Instructions for the task - Write out the data exactly, keeping every line.

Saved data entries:
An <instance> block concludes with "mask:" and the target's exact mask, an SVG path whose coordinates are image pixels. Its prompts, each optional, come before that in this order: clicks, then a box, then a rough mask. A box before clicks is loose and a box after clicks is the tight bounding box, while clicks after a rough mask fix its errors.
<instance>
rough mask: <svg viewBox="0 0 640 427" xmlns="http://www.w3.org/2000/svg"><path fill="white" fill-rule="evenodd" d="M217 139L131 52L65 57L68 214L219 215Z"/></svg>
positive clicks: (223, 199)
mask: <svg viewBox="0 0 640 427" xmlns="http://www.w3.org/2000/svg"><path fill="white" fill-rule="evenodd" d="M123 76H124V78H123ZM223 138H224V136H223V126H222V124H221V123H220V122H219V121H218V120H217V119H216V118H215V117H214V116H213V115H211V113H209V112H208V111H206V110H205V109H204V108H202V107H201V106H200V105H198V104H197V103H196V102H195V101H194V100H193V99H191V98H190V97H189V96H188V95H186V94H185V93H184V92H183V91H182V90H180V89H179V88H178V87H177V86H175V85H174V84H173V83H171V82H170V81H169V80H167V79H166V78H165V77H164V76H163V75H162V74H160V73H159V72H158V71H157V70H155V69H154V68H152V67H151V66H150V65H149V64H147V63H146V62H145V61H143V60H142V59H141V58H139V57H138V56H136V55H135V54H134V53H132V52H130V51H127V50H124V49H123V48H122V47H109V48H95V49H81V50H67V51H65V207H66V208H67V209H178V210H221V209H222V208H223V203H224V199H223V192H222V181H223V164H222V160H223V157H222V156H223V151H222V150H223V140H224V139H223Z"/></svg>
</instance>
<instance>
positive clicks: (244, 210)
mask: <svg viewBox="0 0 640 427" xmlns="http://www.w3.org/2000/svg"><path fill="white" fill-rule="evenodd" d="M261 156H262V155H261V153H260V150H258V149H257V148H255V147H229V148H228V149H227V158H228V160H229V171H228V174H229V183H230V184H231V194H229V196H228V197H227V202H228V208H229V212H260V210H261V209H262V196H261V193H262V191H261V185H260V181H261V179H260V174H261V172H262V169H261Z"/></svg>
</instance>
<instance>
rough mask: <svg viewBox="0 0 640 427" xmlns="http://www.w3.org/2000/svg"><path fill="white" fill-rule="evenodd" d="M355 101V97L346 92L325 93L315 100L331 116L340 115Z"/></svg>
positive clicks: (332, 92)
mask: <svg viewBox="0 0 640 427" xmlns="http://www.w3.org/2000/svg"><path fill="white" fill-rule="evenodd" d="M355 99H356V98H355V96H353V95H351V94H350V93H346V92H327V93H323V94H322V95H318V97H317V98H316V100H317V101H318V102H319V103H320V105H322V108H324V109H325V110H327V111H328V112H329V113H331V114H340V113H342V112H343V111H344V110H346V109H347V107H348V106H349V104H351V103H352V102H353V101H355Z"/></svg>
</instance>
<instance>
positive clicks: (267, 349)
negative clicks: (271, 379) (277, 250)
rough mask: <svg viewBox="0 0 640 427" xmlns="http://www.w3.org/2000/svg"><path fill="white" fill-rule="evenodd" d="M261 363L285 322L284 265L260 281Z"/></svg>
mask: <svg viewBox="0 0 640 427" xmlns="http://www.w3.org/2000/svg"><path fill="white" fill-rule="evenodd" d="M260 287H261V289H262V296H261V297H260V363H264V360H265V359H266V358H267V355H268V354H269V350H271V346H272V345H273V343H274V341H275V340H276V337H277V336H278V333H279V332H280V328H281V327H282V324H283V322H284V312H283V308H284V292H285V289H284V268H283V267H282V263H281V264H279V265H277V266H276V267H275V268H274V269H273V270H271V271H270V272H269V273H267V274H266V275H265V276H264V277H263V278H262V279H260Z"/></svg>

Exercise response -
An <instance> block concludes with "mask:" and the target's exact mask, an SVG path whose coordinates are image pixels. Its prompts, each optional, come before that in this order: clicks, then a box, then a rough mask. A box before clicks is loose and a box after clicks is the tight bounding box, while clicks after a rough mask fix its errors.
<instance>
rough mask: <svg viewBox="0 0 640 427" xmlns="http://www.w3.org/2000/svg"><path fill="white" fill-rule="evenodd" d="M217 139L131 52L65 57L68 214L219 215Z"/></svg>
positive clicks: (223, 199)
mask: <svg viewBox="0 0 640 427" xmlns="http://www.w3.org/2000/svg"><path fill="white" fill-rule="evenodd" d="M123 76H124V78H123ZM223 138H224V136H223V126H222V124H221V123H220V122H219V121H218V120H217V119H216V118H215V117H214V116H213V115H211V113H209V112H208V111H206V110H205V109H204V108H202V107H201V106H200V105H198V104H197V103H196V102H195V101H194V100H193V99H191V98H190V97H189V96H188V95H186V94H185V93H184V92H183V91H182V90H180V89H179V88H178V87H177V86H175V85H174V84H173V83H171V82H170V81H169V80H167V79H166V78H165V77H164V76H163V75H162V74H160V73H159V72H158V71H157V70H155V69H154V68H152V67H151V66H150V65H149V64H147V63H146V62H145V61H143V60H142V59H141V58H139V57H138V56H136V55H135V54H134V53H132V52H130V51H127V50H124V49H123V48H122V47H109V48H95V49H81V50H67V51H65V207H66V208H67V209H178V210H221V209H222V208H223V203H224V199H223V192H222V181H223V164H222V160H223V157H222V156H223V151H222V150H223V140H224V139H223Z"/></svg>
</instance>
<instance>
positive clicks: (244, 210)
mask: <svg viewBox="0 0 640 427" xmlns="http://www.w3.org/2000/svg"><path fill="white" fill-rule="evenodd" d="M261 156H262V155H261V153H260V150H258V149H257V148H255V147H229V148H228V149H227V158H228V160H229V171H228V174H229V183H230V184H231V194H229V196H228V197H227V202H228V208H229V212H260V210H261V209H262V196H261V193H262V191H261V185H260V181H261V179H260V174H261V172H262V169H261Z"/></svg>
</instance>
<instance>
rough mask: <svg viewBox="0 0 640 427" xmlns="http://www.w3.org/2000/svg"><path fill="white" fill-rule="evenodd" d="M355 101V97L346 92L325 93L315 100L331 116L340 115Z"/></svg>
positive clicks: (332, 92)
mask: <svg viewBox="0 0 640 427" xmlns="http://www.w3.org/2000/svg"><path fill="white" fill-rule="evenodd" d="M355 99H356V98H355V96H353V95H351V94H350V93H346V92H327V93H323V94H322V95H318V97H317V98H316V100H317V101H318V102H319V103H320V105H322V108H324V109H325V110H327V111H328V112H329V113H331V114H340V113H342V112H343V111H344V110H346V109H347V107H348V106H349V104H351V103H352V102H353V101H355Z"/></svg>
</instance>
<instance>
positive clicks: (267, 349)
negative clicks: (271, 379) (277, 250)
rough mask: <svg viewBox="0 0 640 427" xmlns="http://www.w3.org/2000/svg"><path fill="white" fill-rule="evenodd" d="M261 363L285 322L284 265L260 281Z"/></svg>
mask: <svg viewBox="0 0 640 427" xmlns="http://www.w3.org/2000/svg"><path fill="white" fill-rule="evenodd" d="M260 287H261V289H262V296H261V297H260V363H264V360H265V359H266V358H267V355H268V354H269V350H271V346H272V345H273V343H274V341H275V340H276V337H277V336H278V333H279V332H280V328H281V327H282V324H283V322H284V312H283V308H284V292H285V289H284V268H283V267H282V263H281V264H279V265H277V266H276V267H275V268H274V269H273V270H271V271H270V272H269V273H267V274H266V275H265V276H264V277H263V278H262V279H260Z"/></svg>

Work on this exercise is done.